## Directions
Each record should be written out exactly as given.

## Data to process
+--

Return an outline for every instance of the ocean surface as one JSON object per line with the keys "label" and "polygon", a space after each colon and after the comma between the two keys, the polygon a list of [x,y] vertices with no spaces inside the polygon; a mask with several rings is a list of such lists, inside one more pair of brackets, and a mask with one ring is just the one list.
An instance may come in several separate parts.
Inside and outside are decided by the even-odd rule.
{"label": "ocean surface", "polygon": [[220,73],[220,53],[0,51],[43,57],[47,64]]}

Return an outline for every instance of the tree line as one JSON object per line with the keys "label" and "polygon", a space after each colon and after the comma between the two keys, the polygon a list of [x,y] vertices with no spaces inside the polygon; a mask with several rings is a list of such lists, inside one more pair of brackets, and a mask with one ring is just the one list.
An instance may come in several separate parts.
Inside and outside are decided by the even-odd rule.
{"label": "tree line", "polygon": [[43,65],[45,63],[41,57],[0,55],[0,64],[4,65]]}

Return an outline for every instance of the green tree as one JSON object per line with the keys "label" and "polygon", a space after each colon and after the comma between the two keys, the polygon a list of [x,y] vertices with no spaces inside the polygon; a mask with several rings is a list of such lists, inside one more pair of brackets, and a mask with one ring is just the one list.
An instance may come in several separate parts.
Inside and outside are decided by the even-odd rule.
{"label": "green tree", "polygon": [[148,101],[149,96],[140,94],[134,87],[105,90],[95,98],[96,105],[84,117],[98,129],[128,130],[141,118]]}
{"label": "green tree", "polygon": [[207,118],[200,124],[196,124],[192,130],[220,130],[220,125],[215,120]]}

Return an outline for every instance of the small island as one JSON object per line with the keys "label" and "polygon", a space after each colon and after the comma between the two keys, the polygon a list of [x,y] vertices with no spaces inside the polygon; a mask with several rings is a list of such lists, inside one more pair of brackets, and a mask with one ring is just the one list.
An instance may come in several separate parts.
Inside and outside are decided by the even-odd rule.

+--

## Response area
Return an outline for every instance of the ocean surface as one JSON object per line with the keys "label" and "polygon", a space after each colon and after the comma between the two keys, the polygon a list of [x,y] vertices with no spaces inside the polygon; a mask with several rings is a list of such lists, inside one more pair of brackets, and a mask with one ring is just the one list.
An instance may come in several separate parts.
Inside and outside are decided by the even-odd rule.
{"label": "ocean surface", "polygon": [[220,73],[220,53],[0,51],[43,57],[47,64]]}

Return an outline for every instance of the tree line as one JSON object per line with the keys "label" and "polygon", a space after each colon and after the comma between the two keys, the polygon a list of [x,y] vertices with no spaces inside the polygon; a mask with several rings is a list of such lists, inside one more pair of brackets, and a mask with one ring is just the one list.
An instance may come in several separate parts.
Inside and outside are decided by the even-odd rule.
{"label": "tree line", "polygon": [[43,65],[45,63],[41,57],[0,55],[0,64],[4,65]]}

Return an outline for every instance of the green tree as one JSON object per line with the keys "label" and "polygon", a space after each colon and after the comma between the two keys, the polygon a list of [x,y] vertices with no spaces inside the polygon; a mask with several rings is a list of such lists, inside one more pair of brackets, and a mask with one ring is just the one list.
An instance may come in several separate parts.
Inside and outside are decided by the even-odd rule.
{"label": "green tree", "polygon": [[148,101],[149,96],[140,94],[134,87],[105,90],[95,98],[96,105],[84,117],[98,129],[128,130],[141,118]]}
{"label": "green tree", "polygon": [[207,118],[200,124],[196,124],[192,130],[220,130],[220,125],[215,120]]}

Return an outline for every instance of the small island as one JSON object per line with the keys "label" and "polygon", a space after each colon and after the comma between the two keys, the polygon a list of [x,y] vertices with no spaces inside the polygon; a mask with several rings is a list of such lists, inside one more pair of brackets, and a mask with one ring is just the one list.
An instance may come in several separate parts.
Inside and outside are decided by the even-odd rule.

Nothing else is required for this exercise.